• _Quoted passage_:
* start *

Upon appellant's return from Texas to Arizona, before he was incarcerated in the Yavapai County Jail, he participated in a videotaped walk-through of the crime at the scene. In attendance were the appellant, Van Haelst, County Attorney Kuebler and several Yavapai County law enforcement officers. This videotape was admitted into evidence by the trial judge.

Appellant's main objection is that the Miranda warnings given him at the scene were not sufficient to support a knowing, voluntary and intelligent waiver of those rights on his part. Appellant has argued that the drive back from Texas with the Arizona law enforcement officers, and the fact of his attendance at the walk-through with only the prosecutor and the officers present were "derived coercion" on the part of the state depriving him of his free will.

There is no testimony to support this contention by appellant. In fact, there is an abundance of evidence which supports the opposite conclusion.

* end *

• _Goals_:
1. According to the walk-through passage, why does the appellant say the Miranda warnings given at the scene could not support a valid waiver of his rights?
2. In the walk-through passage, who attended the videotaped walk-through of the crime at the scene?

• _Material shown_:
* start *

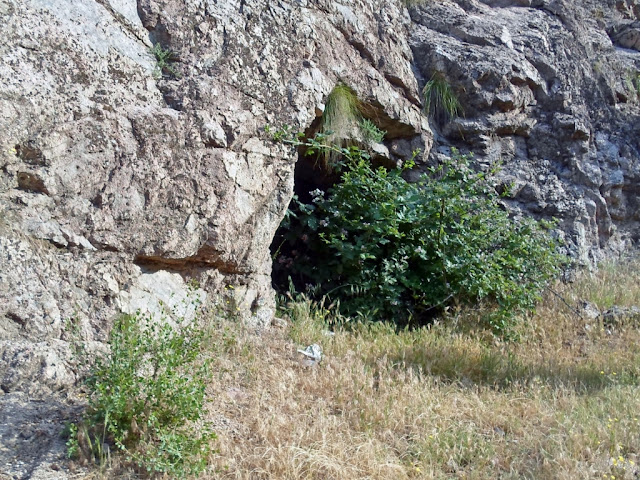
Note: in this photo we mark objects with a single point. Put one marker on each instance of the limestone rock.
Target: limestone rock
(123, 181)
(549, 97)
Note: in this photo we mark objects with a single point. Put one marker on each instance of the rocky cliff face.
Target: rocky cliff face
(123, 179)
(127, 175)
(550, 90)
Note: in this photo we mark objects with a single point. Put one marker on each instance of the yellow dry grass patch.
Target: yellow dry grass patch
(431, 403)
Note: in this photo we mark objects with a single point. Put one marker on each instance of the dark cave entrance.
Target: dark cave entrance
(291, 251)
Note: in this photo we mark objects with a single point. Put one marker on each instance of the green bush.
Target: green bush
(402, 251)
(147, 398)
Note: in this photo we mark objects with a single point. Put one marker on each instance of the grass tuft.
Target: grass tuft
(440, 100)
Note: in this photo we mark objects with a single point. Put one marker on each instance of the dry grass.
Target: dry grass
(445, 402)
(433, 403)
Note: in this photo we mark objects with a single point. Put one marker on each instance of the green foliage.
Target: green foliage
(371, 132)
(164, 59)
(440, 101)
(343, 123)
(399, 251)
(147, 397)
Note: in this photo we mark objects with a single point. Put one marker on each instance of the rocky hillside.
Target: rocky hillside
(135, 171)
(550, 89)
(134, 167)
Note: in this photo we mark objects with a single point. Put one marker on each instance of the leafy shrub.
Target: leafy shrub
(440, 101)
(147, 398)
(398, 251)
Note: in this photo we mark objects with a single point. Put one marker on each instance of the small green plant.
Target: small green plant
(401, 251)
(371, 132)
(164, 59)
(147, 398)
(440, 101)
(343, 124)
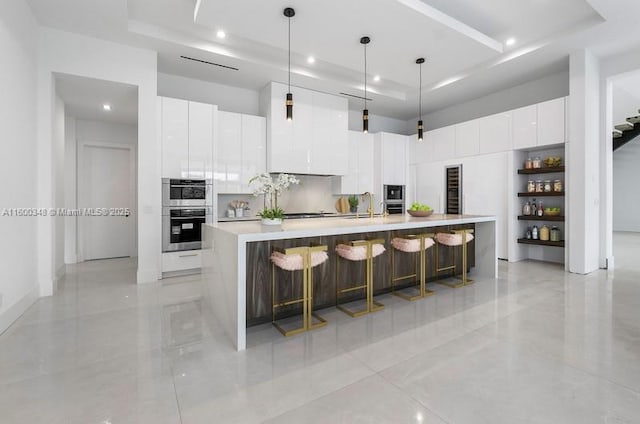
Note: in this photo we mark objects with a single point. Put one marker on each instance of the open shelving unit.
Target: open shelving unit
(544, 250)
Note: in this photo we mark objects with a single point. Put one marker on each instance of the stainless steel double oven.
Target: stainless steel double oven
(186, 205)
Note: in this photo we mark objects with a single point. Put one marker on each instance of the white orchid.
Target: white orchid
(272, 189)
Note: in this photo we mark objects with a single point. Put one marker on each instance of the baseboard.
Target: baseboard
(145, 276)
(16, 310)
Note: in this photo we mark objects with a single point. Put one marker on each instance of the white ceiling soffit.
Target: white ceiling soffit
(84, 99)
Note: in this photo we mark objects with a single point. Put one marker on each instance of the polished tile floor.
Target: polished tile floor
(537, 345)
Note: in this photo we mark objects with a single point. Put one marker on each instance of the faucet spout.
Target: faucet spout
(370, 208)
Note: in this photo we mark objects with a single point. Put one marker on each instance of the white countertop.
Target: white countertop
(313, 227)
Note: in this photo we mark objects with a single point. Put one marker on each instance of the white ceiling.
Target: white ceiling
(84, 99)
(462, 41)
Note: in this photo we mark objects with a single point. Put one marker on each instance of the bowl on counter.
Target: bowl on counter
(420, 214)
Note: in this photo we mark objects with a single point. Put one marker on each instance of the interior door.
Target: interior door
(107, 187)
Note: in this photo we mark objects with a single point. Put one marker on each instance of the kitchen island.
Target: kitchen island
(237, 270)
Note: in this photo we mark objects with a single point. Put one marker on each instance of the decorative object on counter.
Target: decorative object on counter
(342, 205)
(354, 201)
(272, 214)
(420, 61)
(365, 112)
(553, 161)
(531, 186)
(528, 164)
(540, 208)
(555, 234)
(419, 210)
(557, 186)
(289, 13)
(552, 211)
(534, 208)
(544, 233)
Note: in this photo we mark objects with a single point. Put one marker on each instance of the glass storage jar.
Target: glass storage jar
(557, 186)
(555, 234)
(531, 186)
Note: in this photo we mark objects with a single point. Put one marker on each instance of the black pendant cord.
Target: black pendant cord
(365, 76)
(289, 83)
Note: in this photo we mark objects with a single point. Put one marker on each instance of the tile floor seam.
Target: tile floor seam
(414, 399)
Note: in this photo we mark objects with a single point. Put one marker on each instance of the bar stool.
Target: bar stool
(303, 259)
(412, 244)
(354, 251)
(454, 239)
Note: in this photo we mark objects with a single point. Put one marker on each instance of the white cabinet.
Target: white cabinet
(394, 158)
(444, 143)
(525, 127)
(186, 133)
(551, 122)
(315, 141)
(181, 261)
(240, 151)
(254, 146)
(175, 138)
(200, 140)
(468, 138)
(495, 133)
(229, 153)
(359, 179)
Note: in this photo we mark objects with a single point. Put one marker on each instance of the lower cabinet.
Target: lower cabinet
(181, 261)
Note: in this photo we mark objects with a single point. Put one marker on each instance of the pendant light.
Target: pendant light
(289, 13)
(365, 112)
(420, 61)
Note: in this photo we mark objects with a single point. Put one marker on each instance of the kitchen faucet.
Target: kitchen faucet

* end *

• _Solutions by task_:
1. He argues that the drive back from Texas with the Arizona law enforcement officers, and his attending the walk-through with only the prosecutor and the officers present, were "derived coercion" by the state. He says this deprived him of his free will, so his waiver was not knowing, voluntary and intelligent.

2. The appellant, Van Haelst, County Attorney Kuebler and several Yavapai County law enforcement officers.